● **Apply what you read**:
1. From the article on Sri Lanka's agriculture sector, reproduce the passage beginning at the words "Most farmers had" and ending after the words "without proper income.".
2. In the article on Sri Lanka's agriculture sector, on what date is the Saubagya programme scheduled to be inaugurated?

● **Text provided**:
-- Opening Marker --

Agriculture sector braces for impact
The islandwide lockdowns and curfews in Sri Lanka due to the Covid-19 outbreak will have an adverse effect on the agriculture sector as the situation has hampered the entire economic system, agriculture experts claimed.
The sector is facing major issues with regard to labourers and the movement of goods. Many subject matter experts have raised concerns over the lack of a proper government mechanism to link farmers and retailers; as alleged by agriculture unions, farmers around the country are destroying large amounts of freshly harvested vegetables as they are unable to get in touch with retailers.
They stressed that there would be a shortage of vegetables by May if the Government does not take immediate action to purchase these vegetables from farmlands and store them for future use.
All Island Farmers’ Federation (AIFF) National Organiser Namal Karunaratne told The Sunday Morning that many farmers had left the harvest in their farmlands as they couldn’t sell them.
“There are lots of political movements happening at the Dambulla Dedicated Economic Centre and therefore farmers did not like to go there. They (retailers at the economic centre) purchase vegetables at very low prices and resell at much higher prices. The vegetable bags purchased by consumers in Colombo at Rs. 500 are purchased by retailers at Rs. 100. This is a mafia and many new players have come to the game due to the coronavirus outbreak. All these new players are linked to politicians and they are earning huge profits. They are taking advantage of the situation,” he stressed.
Most farmers had targeted the Sinhala and Tamil New Year season in April and vegetables had been grown for the market but they are now in a dire situation as they can’t sell them at a good rate. Some farmers are even struggling to transport the harvest to the economic centres.
“We have proposed to the Government to establish mini economic centres in schools so that farmers could come and sell them while the retailers could also come and purchase. In such a setup, there would be no threat. But none of the ministers responded,” Karunaratne stressed, adding that farmers are stuck at home without proper income.
“Most of these farmers don’t like to go through comprehensive processes and that’s why the Government should be involved in it and accelerate the purchasing process,” he noted.
Another issue faced by these farmers is the shortage of seeds, fertiliser, and water. Many farmers had not yet started cultivation, which would ultimately impact the overall outcome in the next few months. Usually, the farmers complete their harvest by this time and restart cultivation. However, in most areas, farmers had not been able to find seeds.
As a measure to face any future food shortage, the Cabinet approved a special cultivation programme titled “Saubagya”, proposed by Minister of Agriculture Chamal Rajapaksa, to ensure the country’s food security in the future. The purpose of the programme is to make the country self-sufficient in order to face any possible food crisis in the future. According to Co-cabinet Spokesperson Dr. Ramesh Pathirana, the Saubagya programme is scheduled to be inaugurated on 9 April and is expected to provide islandwide assistance to implement both small and large-scale cultivation projects including home gardening. Seeds, raw materials, and fertiliser are also to be distributed under the programme.

-- Closing Marker --

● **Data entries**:
-- Opening Marker --

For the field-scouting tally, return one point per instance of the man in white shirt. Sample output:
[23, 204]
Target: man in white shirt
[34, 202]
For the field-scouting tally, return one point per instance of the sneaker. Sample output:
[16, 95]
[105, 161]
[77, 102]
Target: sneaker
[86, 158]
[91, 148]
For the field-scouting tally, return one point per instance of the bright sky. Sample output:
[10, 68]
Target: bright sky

-- Closing Marker --

● **Solutions to each task**:
1.
Most farmers had targeted the Sinhala and Tamil New Year season in April and vegetables had been grown for the market but they are now in a dire situation as they can’t sell them at a good rate. Some farmers are even struggling to transport the harvest to the economic centres.
“We have proposed to the Government to establish mini economic centres in schools so that farmers could come and sell them while the retailers could also come and purchase. In such a setup, there would be no threat. But none of the ministers responded,” Karunaratne stressed, adding that farmers are stuck at home without proper income.

2. 9 April